TASK TO CARRY OUT: Reproduce every line of the listing below between the lines holding "Greenhouse-scouting task: tag the table" and "point(178, 74)", inclusive, request lines included. Shift each x and y coordinate inside the point calls by -120.

** start of RECORD EXTRACTS **

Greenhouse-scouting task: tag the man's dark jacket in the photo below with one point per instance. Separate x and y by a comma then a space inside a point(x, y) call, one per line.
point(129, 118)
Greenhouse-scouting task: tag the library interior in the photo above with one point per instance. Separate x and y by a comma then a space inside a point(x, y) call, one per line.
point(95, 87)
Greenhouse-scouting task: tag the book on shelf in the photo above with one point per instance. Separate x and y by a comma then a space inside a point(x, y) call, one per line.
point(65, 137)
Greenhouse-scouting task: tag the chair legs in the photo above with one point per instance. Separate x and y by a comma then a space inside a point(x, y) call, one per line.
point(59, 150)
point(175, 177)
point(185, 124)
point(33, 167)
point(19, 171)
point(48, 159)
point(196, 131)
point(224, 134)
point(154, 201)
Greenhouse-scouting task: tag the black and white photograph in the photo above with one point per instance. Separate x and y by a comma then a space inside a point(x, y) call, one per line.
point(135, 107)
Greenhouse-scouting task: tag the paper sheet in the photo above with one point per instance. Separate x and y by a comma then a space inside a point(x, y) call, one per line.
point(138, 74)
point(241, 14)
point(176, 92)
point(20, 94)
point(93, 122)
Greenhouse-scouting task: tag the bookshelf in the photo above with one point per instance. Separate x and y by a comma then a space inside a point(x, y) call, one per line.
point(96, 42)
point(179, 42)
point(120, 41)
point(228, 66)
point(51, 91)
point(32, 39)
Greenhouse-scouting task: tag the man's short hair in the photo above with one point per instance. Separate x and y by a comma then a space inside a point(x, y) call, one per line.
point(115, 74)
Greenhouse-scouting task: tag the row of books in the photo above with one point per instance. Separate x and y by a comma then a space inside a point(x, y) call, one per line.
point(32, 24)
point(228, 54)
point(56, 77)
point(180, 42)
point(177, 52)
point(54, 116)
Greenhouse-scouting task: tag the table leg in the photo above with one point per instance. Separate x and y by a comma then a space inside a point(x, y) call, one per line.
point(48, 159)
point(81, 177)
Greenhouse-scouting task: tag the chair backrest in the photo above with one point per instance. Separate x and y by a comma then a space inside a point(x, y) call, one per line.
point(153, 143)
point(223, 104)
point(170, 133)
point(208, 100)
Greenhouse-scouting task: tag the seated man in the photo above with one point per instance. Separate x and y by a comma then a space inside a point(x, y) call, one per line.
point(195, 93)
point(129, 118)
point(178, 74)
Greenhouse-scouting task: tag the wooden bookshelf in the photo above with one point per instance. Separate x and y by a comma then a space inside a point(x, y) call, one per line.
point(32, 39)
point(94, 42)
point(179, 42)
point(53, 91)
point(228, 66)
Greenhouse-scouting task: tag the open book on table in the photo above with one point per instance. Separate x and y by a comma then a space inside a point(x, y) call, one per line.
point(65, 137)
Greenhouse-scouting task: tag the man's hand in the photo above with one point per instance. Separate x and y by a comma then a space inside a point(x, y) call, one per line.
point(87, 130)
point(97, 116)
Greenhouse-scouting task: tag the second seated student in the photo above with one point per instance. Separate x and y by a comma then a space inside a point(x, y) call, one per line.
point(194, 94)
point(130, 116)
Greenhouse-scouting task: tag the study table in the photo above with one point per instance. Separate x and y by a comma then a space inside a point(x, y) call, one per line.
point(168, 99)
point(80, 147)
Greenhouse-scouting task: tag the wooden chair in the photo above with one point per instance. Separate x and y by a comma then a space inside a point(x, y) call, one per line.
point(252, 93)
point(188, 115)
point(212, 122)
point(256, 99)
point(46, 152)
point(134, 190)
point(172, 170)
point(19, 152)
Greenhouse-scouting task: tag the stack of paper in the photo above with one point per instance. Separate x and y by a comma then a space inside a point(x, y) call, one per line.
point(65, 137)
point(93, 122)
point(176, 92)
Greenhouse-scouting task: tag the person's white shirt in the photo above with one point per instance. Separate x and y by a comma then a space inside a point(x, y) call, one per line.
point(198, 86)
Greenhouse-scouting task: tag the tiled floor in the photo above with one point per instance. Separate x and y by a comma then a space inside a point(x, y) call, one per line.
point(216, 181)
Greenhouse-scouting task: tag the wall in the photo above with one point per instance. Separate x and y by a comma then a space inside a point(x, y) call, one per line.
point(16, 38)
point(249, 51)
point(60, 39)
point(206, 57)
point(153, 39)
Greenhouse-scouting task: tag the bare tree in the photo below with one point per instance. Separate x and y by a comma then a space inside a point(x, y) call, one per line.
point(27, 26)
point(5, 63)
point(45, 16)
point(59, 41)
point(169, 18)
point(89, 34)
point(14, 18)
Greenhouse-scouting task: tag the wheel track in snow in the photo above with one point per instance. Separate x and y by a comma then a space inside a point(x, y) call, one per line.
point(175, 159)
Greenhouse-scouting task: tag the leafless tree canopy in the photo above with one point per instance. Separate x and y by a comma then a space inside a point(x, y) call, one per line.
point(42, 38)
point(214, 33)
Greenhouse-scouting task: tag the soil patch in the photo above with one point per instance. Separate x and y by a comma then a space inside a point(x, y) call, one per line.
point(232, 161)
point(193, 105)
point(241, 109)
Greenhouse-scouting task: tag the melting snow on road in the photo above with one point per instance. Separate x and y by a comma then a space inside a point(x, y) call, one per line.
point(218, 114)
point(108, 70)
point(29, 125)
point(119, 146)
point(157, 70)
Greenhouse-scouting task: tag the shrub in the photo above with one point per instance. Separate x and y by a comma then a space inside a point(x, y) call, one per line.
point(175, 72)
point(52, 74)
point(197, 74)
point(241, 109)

** end of RECORD EXTRACTS **

EXPECTED ANSWER:
Greenhouse-scouting task: tag the table leg in the photo above with one point per instance. Separate x and y by a comma then a space inside a point(x, y) call, one per line.
point(-72, 39)
point(-39, 57)
Greenhouse-scouting task: tag the chair backrest in the photo above with one point per instance. Separate x and y by a comma then a space inside a point(x, y) call, one per line.
point(33, 23)
point(103, -16)
point(50, 13)
point(88, -20)
Greenhouse-scouting task: tag the seated man in the photo above with one point per instance. Separate x and y by a comma then a space inside a point(x, y) call, one per line.
point(75, -27)
point(9, -2)
point(58, -46)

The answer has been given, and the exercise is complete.